*** Block opens ***

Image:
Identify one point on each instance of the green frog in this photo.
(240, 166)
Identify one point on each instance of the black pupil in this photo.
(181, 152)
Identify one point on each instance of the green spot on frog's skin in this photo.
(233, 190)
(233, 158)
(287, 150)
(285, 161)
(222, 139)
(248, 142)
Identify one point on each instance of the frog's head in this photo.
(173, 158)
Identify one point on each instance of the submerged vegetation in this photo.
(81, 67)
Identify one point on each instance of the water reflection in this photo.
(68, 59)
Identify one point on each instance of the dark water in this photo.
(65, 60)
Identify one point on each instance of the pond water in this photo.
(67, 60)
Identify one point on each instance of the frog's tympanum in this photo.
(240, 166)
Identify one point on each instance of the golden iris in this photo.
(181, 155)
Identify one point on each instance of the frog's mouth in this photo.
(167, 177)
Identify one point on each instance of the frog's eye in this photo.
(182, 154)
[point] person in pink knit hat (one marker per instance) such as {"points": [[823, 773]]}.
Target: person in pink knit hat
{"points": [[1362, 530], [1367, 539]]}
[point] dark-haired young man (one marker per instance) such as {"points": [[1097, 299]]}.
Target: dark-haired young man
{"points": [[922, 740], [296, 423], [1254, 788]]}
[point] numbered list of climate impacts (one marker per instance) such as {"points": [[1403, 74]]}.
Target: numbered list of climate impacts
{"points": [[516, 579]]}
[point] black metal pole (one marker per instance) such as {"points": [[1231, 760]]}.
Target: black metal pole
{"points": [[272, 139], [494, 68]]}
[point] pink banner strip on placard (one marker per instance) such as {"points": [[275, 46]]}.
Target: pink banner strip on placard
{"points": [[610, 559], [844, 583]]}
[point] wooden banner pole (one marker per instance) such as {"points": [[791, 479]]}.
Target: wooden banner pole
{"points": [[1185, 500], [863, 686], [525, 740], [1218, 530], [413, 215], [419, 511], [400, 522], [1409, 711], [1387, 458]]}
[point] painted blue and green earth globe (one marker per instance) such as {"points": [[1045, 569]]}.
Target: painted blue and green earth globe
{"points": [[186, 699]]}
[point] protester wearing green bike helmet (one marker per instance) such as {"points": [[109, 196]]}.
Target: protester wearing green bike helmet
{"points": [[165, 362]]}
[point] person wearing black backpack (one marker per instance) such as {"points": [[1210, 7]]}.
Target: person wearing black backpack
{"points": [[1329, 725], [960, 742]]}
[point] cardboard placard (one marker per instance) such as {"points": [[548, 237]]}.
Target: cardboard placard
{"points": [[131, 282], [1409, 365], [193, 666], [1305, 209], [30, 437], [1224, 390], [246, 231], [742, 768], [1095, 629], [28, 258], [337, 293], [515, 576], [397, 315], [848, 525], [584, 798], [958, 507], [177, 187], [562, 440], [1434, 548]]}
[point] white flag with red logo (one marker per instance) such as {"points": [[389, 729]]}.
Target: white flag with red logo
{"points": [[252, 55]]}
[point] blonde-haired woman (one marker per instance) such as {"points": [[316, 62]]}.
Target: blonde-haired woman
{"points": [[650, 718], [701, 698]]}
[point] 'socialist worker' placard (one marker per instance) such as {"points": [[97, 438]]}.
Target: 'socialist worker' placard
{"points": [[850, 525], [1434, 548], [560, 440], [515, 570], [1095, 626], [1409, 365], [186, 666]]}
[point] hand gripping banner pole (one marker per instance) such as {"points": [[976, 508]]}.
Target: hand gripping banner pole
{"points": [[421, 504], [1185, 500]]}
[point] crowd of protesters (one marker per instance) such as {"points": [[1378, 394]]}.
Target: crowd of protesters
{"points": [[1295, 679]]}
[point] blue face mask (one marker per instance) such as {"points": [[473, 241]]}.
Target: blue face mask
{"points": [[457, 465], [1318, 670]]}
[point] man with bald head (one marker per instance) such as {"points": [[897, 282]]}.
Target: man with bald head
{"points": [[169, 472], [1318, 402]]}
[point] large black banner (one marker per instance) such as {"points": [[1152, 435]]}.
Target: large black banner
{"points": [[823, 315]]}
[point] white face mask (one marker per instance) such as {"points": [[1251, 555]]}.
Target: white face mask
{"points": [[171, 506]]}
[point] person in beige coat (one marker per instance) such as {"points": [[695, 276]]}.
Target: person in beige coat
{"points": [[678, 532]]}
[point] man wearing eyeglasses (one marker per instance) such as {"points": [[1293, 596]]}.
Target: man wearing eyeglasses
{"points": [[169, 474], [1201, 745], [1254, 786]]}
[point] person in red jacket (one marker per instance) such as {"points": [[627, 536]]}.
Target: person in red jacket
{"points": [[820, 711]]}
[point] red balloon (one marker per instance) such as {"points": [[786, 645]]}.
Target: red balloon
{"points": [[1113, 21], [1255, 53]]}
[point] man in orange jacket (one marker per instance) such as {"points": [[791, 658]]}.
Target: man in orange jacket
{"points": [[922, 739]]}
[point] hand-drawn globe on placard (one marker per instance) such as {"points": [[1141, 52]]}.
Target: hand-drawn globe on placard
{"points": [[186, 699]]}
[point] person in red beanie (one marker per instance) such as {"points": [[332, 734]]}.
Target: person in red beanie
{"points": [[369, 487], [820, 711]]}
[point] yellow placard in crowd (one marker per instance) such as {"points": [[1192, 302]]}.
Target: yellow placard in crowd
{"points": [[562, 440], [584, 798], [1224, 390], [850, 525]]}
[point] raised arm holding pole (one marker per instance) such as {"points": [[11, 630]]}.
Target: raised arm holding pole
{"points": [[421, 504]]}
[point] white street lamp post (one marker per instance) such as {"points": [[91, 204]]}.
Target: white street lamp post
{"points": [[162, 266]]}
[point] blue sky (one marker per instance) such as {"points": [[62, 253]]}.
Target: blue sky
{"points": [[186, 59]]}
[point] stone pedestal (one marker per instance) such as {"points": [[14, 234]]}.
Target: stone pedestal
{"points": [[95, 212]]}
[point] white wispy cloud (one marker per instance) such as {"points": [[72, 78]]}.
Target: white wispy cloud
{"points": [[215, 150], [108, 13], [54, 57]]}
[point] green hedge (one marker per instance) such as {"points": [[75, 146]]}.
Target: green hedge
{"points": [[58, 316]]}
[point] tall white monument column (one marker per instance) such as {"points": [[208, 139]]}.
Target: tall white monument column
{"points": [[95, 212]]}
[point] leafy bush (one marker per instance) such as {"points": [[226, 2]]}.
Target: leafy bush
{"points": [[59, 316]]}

*** Block closes ***
*** Block opens ***

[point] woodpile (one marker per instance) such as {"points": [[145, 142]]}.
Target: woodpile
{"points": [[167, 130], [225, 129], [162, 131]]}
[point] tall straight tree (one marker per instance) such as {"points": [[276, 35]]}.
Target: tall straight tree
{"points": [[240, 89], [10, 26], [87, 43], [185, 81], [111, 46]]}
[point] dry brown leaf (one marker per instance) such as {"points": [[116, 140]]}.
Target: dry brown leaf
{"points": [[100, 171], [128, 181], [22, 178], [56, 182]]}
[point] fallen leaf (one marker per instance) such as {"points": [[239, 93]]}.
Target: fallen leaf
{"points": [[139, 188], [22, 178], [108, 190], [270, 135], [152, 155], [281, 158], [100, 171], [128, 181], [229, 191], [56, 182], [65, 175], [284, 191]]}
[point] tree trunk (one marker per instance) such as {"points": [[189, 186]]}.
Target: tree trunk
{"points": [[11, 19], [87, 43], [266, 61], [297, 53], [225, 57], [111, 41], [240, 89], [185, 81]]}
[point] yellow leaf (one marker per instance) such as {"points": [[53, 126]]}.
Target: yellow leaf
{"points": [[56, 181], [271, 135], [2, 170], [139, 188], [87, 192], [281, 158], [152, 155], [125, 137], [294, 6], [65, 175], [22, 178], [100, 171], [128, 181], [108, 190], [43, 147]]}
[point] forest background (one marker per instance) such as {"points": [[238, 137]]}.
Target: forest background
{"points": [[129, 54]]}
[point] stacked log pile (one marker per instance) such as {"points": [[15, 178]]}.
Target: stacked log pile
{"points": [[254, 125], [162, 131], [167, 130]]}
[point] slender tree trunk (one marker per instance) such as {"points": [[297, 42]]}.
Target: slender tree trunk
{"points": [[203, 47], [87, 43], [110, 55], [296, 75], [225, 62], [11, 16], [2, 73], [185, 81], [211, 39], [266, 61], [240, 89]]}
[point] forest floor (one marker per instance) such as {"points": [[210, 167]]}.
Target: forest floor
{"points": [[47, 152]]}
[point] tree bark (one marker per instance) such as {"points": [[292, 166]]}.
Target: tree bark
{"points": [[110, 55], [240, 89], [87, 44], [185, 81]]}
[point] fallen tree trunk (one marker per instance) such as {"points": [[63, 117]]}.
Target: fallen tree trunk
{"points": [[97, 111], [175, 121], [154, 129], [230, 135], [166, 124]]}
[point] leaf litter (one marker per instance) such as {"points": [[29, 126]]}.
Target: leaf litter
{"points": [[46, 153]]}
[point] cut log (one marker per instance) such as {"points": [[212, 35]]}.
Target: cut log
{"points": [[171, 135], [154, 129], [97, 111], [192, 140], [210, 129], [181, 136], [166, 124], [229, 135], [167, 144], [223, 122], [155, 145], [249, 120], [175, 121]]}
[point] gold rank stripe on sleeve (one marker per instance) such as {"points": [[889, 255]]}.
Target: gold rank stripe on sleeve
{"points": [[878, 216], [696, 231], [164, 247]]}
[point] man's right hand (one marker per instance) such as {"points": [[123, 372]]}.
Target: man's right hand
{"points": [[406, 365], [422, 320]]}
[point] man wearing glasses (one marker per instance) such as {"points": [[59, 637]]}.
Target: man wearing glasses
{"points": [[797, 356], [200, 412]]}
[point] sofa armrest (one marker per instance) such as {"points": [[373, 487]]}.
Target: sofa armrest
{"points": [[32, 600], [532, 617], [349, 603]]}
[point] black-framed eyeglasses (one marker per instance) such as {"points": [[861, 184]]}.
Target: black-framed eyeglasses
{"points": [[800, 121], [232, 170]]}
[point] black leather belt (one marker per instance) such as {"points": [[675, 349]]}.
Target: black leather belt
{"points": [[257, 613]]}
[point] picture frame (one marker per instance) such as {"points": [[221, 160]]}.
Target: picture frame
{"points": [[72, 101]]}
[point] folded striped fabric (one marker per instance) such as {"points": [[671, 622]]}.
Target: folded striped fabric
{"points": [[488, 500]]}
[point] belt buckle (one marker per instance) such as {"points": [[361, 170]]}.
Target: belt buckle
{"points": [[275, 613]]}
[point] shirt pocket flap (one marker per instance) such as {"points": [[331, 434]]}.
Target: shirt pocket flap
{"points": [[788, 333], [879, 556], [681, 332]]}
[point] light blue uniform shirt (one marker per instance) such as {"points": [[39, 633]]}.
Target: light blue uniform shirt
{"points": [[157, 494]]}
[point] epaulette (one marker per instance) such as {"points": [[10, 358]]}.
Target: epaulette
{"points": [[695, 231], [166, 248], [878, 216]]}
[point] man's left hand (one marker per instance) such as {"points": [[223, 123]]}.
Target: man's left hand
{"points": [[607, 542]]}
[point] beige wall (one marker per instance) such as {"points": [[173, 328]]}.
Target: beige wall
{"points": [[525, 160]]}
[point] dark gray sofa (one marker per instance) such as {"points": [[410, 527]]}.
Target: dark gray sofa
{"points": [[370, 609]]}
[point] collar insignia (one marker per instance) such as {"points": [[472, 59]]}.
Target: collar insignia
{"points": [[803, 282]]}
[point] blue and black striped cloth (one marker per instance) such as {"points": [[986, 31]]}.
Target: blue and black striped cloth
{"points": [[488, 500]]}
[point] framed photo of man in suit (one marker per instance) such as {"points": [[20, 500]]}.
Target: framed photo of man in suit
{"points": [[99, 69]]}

*** Block closes ***

▶ [TRY IT]: Take the listing above and repeat exactly the lines from the one containing "[point] man wearing eyeglasses" through the one containing "[point] man in", both included.

▶ [SOLUTION BELOW]:
[point] man wearing eyeglasses (one marker per instance) such as {"points": [[1293, 596]]}.
Target: man wearing eyeglasses
{"points": [[169, 474], [1201, 745], [1254, 786]]}
[point] person in red jacket (one marker per instance) such as {"points": [[627, 536]]}.
Target: person in red jacket
{"points": [[820, 711]]}
[point] red balloon (one marker per instance) such as {"points": [[786, 645]]}.
Target: red balloon
{"points": [[1113, 21], [1255, 53]]}
[point] man in orange jacket (one marker per instance) such as {"points": [[791, 658]]}.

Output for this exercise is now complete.